* _WORK TO COMPLETE_:
Given the entries below, please return each one exactly.

==== DATASET EXTRACT ====

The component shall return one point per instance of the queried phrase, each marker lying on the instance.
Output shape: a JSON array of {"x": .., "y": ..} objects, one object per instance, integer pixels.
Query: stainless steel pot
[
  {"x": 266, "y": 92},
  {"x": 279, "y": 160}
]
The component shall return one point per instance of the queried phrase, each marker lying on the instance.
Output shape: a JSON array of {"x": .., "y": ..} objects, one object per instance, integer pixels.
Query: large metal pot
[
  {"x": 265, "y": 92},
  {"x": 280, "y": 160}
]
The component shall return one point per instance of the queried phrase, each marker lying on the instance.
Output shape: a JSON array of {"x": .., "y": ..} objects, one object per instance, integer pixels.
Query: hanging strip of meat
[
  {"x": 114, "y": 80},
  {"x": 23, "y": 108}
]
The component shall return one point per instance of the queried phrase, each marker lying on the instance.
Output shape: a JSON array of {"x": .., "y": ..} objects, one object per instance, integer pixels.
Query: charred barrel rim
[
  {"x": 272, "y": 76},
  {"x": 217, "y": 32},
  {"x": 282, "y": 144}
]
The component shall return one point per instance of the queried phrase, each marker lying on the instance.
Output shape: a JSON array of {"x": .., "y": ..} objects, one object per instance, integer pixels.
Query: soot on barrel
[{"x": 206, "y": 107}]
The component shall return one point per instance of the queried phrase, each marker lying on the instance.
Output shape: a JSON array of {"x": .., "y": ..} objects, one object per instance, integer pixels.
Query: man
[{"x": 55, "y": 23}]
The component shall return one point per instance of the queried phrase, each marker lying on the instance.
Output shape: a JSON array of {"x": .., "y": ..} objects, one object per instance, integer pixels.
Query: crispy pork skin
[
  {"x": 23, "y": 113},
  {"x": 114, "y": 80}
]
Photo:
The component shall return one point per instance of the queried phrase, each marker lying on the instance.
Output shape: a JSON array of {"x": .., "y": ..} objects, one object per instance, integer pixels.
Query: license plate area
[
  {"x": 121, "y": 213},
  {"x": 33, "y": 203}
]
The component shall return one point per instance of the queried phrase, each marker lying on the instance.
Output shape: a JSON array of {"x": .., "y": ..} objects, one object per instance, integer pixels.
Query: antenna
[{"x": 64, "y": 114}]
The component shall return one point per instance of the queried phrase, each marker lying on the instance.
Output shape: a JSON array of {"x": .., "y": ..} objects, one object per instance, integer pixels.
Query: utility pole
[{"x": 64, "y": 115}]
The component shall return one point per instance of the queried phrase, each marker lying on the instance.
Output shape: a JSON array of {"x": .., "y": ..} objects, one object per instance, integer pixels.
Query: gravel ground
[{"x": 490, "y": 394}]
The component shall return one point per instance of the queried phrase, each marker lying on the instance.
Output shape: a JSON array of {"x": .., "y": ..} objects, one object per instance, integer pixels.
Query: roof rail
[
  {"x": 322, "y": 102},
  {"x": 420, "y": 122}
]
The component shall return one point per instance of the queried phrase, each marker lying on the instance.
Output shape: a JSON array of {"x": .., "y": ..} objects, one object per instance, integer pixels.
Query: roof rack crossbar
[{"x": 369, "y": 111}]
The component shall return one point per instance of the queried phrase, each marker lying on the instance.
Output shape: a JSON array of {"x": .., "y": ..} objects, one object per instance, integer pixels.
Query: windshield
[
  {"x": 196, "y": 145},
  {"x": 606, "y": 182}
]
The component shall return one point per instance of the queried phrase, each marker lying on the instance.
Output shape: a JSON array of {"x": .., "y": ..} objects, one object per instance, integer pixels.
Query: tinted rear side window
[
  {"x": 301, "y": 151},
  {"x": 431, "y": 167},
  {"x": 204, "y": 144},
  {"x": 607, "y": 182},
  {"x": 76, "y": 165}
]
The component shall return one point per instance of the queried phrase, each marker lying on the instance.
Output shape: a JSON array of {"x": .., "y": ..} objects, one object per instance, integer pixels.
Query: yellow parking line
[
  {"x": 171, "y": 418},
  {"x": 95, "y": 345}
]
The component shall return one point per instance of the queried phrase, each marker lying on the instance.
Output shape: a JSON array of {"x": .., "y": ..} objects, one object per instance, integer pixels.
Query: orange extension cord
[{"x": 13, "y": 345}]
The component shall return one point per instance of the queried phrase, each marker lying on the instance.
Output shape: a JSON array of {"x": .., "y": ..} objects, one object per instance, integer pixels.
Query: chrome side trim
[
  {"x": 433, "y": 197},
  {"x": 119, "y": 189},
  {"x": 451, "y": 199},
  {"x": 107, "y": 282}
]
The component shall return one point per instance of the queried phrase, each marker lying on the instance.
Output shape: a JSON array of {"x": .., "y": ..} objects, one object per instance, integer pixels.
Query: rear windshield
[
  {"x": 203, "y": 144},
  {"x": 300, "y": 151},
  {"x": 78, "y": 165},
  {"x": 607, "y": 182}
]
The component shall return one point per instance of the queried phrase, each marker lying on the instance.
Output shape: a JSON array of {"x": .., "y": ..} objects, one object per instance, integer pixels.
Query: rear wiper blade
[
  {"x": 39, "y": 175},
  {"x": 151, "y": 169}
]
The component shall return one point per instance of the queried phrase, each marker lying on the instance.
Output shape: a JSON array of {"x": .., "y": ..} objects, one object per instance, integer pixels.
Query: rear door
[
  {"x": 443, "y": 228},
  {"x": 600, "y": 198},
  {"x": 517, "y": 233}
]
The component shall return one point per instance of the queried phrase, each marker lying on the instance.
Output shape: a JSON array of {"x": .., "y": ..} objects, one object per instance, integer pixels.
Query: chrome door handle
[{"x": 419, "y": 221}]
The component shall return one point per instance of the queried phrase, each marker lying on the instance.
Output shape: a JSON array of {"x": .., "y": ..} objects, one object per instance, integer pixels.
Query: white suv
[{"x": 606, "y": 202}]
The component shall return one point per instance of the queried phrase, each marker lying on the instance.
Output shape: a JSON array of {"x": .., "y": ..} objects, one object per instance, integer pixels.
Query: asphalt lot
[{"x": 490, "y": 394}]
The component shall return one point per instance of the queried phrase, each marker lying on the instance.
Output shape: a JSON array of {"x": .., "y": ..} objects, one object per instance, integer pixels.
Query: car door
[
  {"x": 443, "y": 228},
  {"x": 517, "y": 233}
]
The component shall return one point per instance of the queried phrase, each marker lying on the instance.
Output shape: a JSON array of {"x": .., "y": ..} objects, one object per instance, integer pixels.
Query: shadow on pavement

====

* _ANSWER BOX_:
The component shall return one point per instance of the queried phrase, each marker lying on the instance.
Output shape: a JSON array of {"x": .., "y": ..} objects, one object per instance, integer pixels.
Query: stainless steel pot
[
  {"x": 266, "y": 92},
  {"x": 279, "y": 160}
]
The component shall return one point per instance of the queried phrase, each marker lying on the instance.
Output shape: a JSON array of {"x": .., "y": ..} objects, one object per instance, integer pixels.
Query: large metal pot
[
  {"x": 265, "y": 92},
  {"x": 280, "y": 160}
]
The component shall return one point per instance of the queried phrase, each marker lying on the instance.
Output shape: a JSON array of {"x": .., "y": ..} objects, one object per instance, integer pixels.
Query: hanging strip of meat
[
  {"x": 114, "y": 80},
  {"x": 23, "y": 108}
]
The component shall return one point per instance of the queried phrase, each marker lying on the instance.
Output shape: a JSON array of {"x": .., "y": ..} objects, one object per instance, integer pixels.
Query: charred barrel rim
[
  {"x": 272, "y": 76},
  {"x": 217, "y": 32},
  {"x": 282, "y": 144}
]
The component shall return one point per instance of the queried phrase, each marker lying on the instance.
Output shape: a JSON array of {"x": .., "y": ..} objects, one object per instance, integer pixels.
Query: soot on barrel
[{"x": 206, "y": 107}]
The component shall return one point per instance of the queried phrase, each marker lying on the instance.
Output shape: a JSON array of {"x": .., "y": ..} objects, one object per instance, integer pixels.
Query: man
[{"x": 55, "y": 23}]
The component shall return one point per instance of the queried phrase, each marker lying on the instance.
Output shape: a JSON array of {"x": .., "y": ..} objects, one object per instance, integer pixels.
Query: crispy pork skin
[
  {"x": 23, "y": 113},
  {"x": 114, "y": 80}
]
Photo:
The component shall return one point per instance of the queried phrase, each marker lying on the instance.
Output shape: a JSON array of {"x": .., "y": ..} objects, one object per instance, integer pixels.
Query: license plate area
[
  {"x": 121, "y": 213},
  {"x": 33, "y": 203}
]
The component shall return one point per instance of the queried phrase, each marker lying on the instance.
Output shape: a JSON array of {"x": .., "y": ..} objects, one object per instance, integer pixels.
Query: antenna
[{"x": 64, "y": 114}]
The component shall return one point per instance of the queried phrase, each marker lying on the instance.
Output shape: a JSON array of {"x": .., "y": ..} objects, one object per instance, integer pixels.
Query: utility pole
[{"x": 64, "y": 115}]
The component shall return one point per instance of the queried phrase, each marker lying on the instance.
Output shape: a JSON array of {"x": .., "y": ..} objects, one object per instance, integer pixels.
Query: gravel ground
[{"x": 490, "y": 394}]
The component shall return one point per instance of the queried phrase, each marker lying on the instance.
Output shape: a JSON array of {"x": .., "y": ..} objects, one object per instance, integer pixels.
Query: roof rail
[
  {"x": 322, "y": 102},
  {"x": 420, "y": 122}
]
The component shall return one point per instance of the queried phrase, each marker lying on the instance.
Output shape: a JSON array of {"x": .., "y": ..} objects, one object per instance, integer pixels.
Query: roof rack crossbar
[{"x": 369, "y": 111}]
The component shall return one point per instance of the queried phrase, each marker lying on the instance.
Output shape: a JSON array of {"x": .., "y": ..} objects, one object per instance, integer pixels.
Query: windshield
[
  {"x": 196, "y": 145},
  {"x": 606, "y": 182}
]
The component shall return one point per instance of the queried phrase, each marker lying on the instance.
Output shape: a JSON array of {"x": .., "y": ..} objects, one object per instance, integer pixels.
Query: tinted rear side window
[
  {"x": 301, "y": 151},
  {"x": 431, "y": 167},
  {"x": 204, "y": 144},
  {"x": 607, "y": 182},
  {"x": 76, "y": 165}
]
The component shall return one point per instance of the queried phrase, each marker lying on the instance.
Output shape: a JSON array of {"x": .., "y": ..} objects, one object per instance, integer pixels.
Query: yellow parking line
[
  {"x": 171, "y": 418},
  {"x": 95, "y": 345}
]
The component shall return one point per instance of the queried phrase, each marker lying on the instance.
Output shape: a JSON array of {"x": .., "y": ..} objects, one object per instance, integer pixels.
Query: orange extension cord
[{"x": 13, "y": 345}]
The component shall return one point per instance of the queried phrase, each marker lying on the instance.
Output shape: a JSON array of {"x": .., "y": ..} objects, one object per instance, integer pixels.
Query: chrome side trim
[
  {"x": 433, "y": 197},
  {"x": 119, "y": 189},
  {"x": 451, "y": 199},
  {"x": 107, "y": 282}
]
The component shall return one point per instance of the queried phrase, each marker lying on the instance.
Output shape: a JSON array of {"x": .., "y": ..} objects, one object per instance, integer pixels.
Query: rear windshield
[
  {"x": 203, "y": 144},
  {"x": 300, "y": 151},
  {"x": 78, "y": 165},
  {"x": 607, "y": 182}
]
The component shall return one point per instance of the queried phrase, each marker lying on the instance.
Output shape: a JSON array of {"x": .., "y": ..} objects, one object per instance, integer pixels.
Query: rear wiper blade
[
  {"x": 39, "y": 175},
  {"x": 151, "y": 169}
]
The component shall return one point per instance of the queried phrase, each marker lying on the instance.
Output shape: a JSON array of {"x": .., "y": ..} objects, one object per instance, integer pixels.
Query: rear door
[
  {"x": 443, "y": 228},
  {"x": 600, "y": 198},
  {"x": 517, "y": 233}
]
The component shall return one point per instance of the queried phrase, each marker lying on the instance.
Output shape: a JSON array of {"x": .., "y": ..} objects, one object per instance, integer pixels.
Query: chrome door handle
[{"x": 419, "y": 221}]
The component shall return one point per instance of the queried phrase, each marker lying on the instance.
Output shape: a JSON array of {"x": .., "y": ..} objects, one object per instance, integer pixels.
Query: white suv
[{"x": 606, "y": 202}]
The component shall return one point per instance of the queried phrase, each marker lying on the instance.
Output shape: a JSON array of {"x": .., "y": ..} objects, one object per instance, integer pixels.
Query: asphalt lot
[{"x": 490, "y": 394}]
The component shall return one point per instance of the queried phrase, each marker lying on the instance.
Output shape: a JSON array of {"x": .., "y": ..} objects, one object per instance, integer pixels.
Query: car door
[
  {"x": 443, "y": 228},
  {"x": 517, "y": 233}
]
The component shall return one point per instance of the queried phrase, each marker lying on the instance.
Output shape: a JSON array of {"x": .., "y": ..} objects, one object per instance, integer pixels.
Query: shadow on pavement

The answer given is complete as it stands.